● **DOCUMENT TEXT**
Tag Archives: school choice
School Choice and Segregation: Fact and Fiction
According to a study released in mid-May by The Century Foundation, a progressive think tank, “one in six students attend a school where over 90% of their peers were of the same race in the 2018-19 school year.” The publication of the report was timed to mark the 68th anniversary of Brown v. Board of Education, the U.S. Supreme Court’s decision which ruled that state laws establishing racial segregation in public schools were unconstitutional.
While this may be news to some, the results are hardly surprising. For varied reasons, people tend to live in areas populated by those similar in race and class. And to complete the picture, we have a ridiculous zip-code mandated education system, which, courtesy of the Big Government-Big Teacher Union duopoly, forces children to go to the public school that is closest to their home – no matter how awful it might be – throughout most of the country.
Then, on the educational freedom front, a RealClear Opinion Research poll in February revealed that 72% of the respondents support school choice, with just 18% opposed. The results don’t vary much by race, with 77% of Hispanics, 72% of Whites, 70% of Blacks, and 66% of Asians expressing support.
In March, the American Federation of Children released the findings of a survey which shows that 77% of those surveyed support education-savings accounts (ESAs), which allow parents to withdraw their children from public schools and receive a deposit of public funds into government-authorized savings accounts with restricted but multiple uses. Interestingly, the poll finds that 75% of Democrats support ESAs, as do 85% of Hispanic voters and 84% of Black voters.
And unsurprisingly, when any privatization measure shows promise, the teacher unionistas and their fellow travelers step up their deceitful propaganda campaign. Traditionally, their argument has revolved around money. The unions claim that “privatization siphons funds from public schools.” This is a terrible argument for so many reasons, but mostly because we should be funding students, not systems. The union’s other main talking point – used increasingly these days – is that school choice is racist.
The ever-quotable Randi Weingarten, president of the American Federation of Teachers, insists, “Make no mistake: This use of privatization, coupled with disinvestment are only slightly more polite cousins of segregation.” (A question for Weingarten and other choice-haters: While you despise any public money going to a parent who wants to send their child to a private school, you praise Pell Grants. These federal dollars go to needy college students, and can be used to attend private colleges, including religious schools like Notre Dame and Brigham Young. But on the k-12 level, giving parents choices – vouchers, ESA’s, etc., especially if used at a religious school – is your worst nightmare. Why is the private option perfectly okay for college students, but not elementary and high schoolers?)
The rarely coherent teacher union mouthpiece Diane Ravitch blogged in early May that the “origins of school choice are well-known; resistance to the Brown decision.” She blathers on, referring to libertarian Milton Friedman as a “right-winger,” and asserts that “Republicans are dedicated to destroying public schools, and stealing their funding.” Then doubling up on her wackiness, she exits with, “My addendum: if they destroy our public schools, they will destroy public libraries, public lands, the right to vote and, in time, our democracy.”

● **DATASET CONTENT**
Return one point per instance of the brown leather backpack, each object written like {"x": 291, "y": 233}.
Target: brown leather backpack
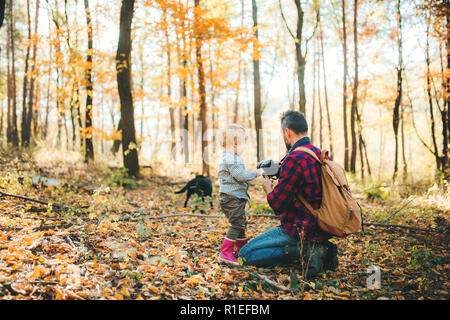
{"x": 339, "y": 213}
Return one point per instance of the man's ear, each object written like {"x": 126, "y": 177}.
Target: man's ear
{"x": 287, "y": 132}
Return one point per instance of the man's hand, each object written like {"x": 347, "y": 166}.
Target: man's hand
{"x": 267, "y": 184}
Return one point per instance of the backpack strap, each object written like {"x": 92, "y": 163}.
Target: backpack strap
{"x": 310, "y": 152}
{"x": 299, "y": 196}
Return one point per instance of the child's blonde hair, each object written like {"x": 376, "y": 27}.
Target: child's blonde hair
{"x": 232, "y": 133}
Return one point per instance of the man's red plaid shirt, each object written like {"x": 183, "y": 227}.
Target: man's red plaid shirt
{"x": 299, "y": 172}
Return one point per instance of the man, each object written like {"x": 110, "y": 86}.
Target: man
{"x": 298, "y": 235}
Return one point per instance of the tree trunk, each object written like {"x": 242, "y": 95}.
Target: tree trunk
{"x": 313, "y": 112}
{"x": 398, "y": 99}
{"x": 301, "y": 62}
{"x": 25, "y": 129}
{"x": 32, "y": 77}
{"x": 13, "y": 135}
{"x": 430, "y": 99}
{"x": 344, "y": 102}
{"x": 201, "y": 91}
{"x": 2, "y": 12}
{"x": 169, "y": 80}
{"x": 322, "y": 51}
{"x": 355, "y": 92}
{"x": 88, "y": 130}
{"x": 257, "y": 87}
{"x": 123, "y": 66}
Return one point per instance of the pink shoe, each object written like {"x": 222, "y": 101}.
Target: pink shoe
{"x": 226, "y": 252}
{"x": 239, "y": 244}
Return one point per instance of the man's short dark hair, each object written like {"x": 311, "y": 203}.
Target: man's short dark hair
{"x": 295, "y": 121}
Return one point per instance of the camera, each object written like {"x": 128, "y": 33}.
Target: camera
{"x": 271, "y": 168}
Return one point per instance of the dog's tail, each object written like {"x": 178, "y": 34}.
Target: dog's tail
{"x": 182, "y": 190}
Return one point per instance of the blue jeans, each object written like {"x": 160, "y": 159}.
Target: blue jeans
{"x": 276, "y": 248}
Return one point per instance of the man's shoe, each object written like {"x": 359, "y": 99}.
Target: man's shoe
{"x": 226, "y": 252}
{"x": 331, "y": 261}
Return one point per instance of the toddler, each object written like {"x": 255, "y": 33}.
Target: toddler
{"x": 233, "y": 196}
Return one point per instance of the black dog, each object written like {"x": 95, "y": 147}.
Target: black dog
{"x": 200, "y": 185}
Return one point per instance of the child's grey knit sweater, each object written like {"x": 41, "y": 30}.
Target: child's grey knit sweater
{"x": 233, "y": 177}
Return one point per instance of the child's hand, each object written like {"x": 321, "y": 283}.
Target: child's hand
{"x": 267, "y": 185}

...

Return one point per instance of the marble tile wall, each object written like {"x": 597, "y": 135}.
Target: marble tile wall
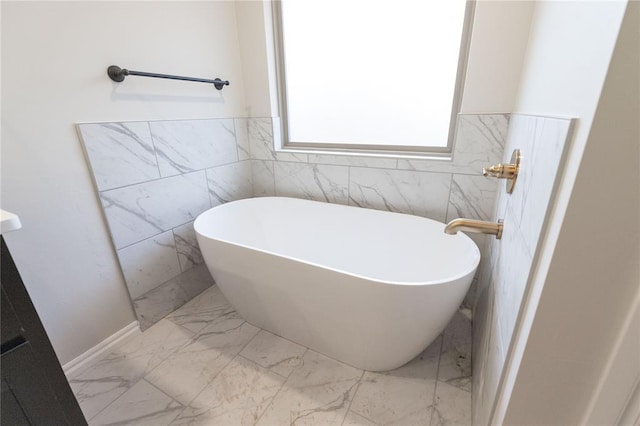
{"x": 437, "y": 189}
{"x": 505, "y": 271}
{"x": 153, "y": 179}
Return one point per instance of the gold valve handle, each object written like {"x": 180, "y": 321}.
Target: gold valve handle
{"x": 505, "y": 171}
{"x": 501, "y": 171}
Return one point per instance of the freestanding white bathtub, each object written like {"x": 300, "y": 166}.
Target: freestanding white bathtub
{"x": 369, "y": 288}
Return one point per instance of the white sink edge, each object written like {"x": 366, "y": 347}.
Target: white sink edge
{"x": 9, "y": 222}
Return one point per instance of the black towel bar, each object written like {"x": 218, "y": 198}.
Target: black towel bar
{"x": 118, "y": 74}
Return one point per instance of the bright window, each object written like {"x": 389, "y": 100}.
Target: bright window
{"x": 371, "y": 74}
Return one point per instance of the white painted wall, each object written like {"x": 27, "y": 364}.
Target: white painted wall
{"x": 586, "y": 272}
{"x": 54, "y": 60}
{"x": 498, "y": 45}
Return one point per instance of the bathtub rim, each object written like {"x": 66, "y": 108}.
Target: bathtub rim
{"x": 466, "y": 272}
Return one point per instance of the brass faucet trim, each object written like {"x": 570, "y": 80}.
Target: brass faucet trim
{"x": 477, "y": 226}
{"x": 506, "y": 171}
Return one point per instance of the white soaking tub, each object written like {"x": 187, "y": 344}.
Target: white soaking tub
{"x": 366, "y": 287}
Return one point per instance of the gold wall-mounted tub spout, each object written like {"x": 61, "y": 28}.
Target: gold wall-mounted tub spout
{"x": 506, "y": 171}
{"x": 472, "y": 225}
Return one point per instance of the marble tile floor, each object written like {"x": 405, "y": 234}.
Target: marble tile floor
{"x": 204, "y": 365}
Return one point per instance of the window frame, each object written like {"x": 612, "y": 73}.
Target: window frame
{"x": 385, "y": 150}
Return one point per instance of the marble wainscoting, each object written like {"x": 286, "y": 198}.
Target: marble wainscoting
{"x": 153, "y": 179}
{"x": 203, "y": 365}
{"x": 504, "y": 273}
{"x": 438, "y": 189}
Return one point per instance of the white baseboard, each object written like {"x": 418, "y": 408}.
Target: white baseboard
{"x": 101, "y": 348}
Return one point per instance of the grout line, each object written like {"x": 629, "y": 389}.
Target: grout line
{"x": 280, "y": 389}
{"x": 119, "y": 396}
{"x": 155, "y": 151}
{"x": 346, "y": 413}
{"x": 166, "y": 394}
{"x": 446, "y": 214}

---

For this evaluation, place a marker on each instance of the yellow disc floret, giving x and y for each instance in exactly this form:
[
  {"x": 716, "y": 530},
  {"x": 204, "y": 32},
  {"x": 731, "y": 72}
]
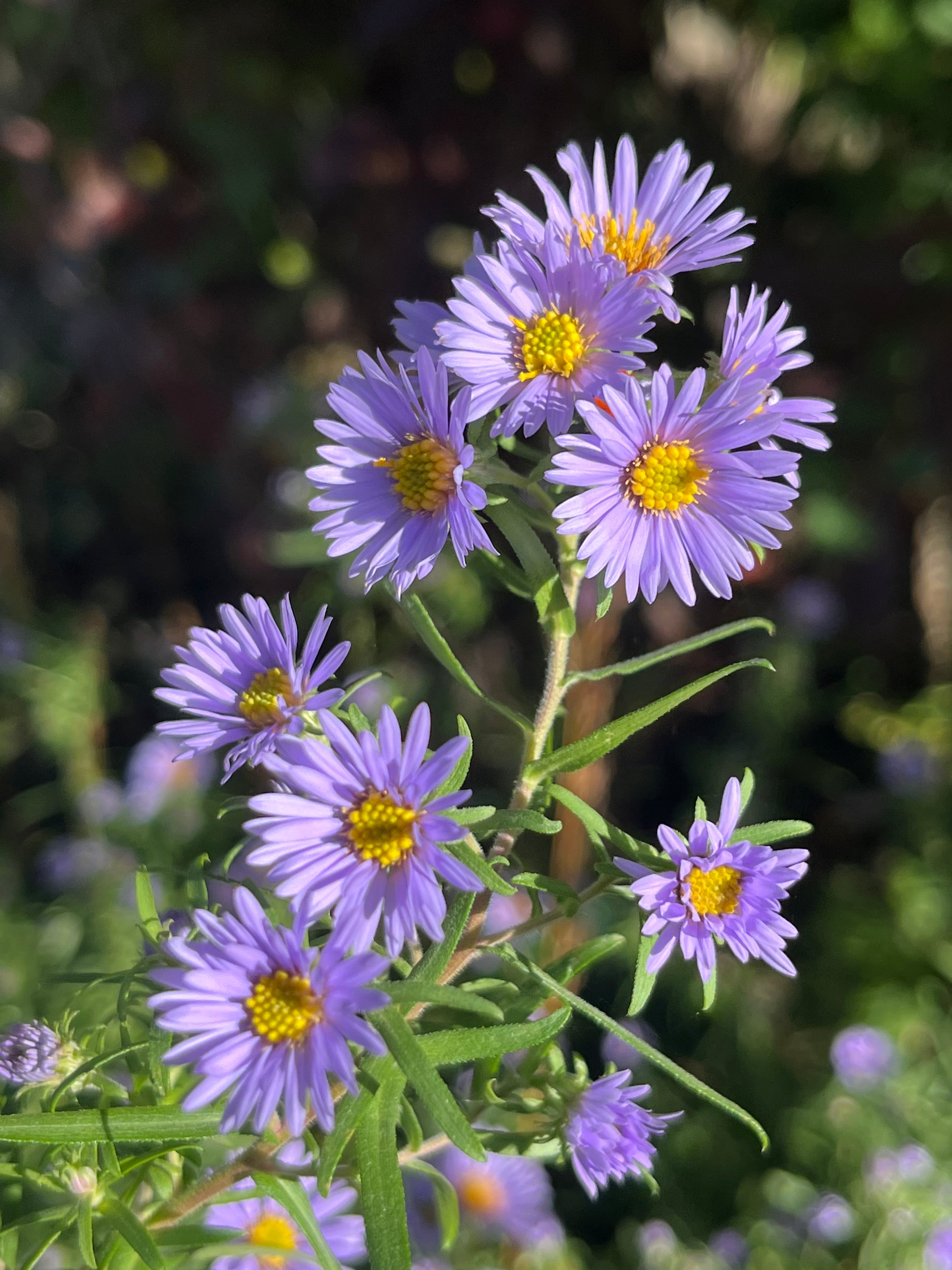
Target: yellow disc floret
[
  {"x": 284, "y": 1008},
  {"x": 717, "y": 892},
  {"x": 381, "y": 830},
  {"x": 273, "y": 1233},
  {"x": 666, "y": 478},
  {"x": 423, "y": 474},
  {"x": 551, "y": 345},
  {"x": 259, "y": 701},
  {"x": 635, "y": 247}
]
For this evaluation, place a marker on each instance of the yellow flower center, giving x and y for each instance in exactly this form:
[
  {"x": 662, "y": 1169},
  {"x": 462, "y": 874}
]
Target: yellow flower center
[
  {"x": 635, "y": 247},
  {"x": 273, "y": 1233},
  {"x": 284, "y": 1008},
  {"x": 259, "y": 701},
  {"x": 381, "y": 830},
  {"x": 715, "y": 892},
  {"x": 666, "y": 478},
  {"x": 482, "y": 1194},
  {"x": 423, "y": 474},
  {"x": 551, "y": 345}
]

● **SET EXERCISE A**
In the school choice article, what percentage of respondents supported school choice in the RealClear Opinion Research poll from February?
● **SET EXERCISE B**
Filter the rows, keeping every line that contains the string "tile". Case counts.

● **EXERCISE RESULT A**
72%

● **EXERCISE RESULT B**
Return one point per instance of the marble tile wall, each object written like {"x": 597, "y": 135}.
Target: marble tile wall
Return one point per instance of the marble tile floor, each object written like {"x": 405, "y": 234}.
Target: marble tile floor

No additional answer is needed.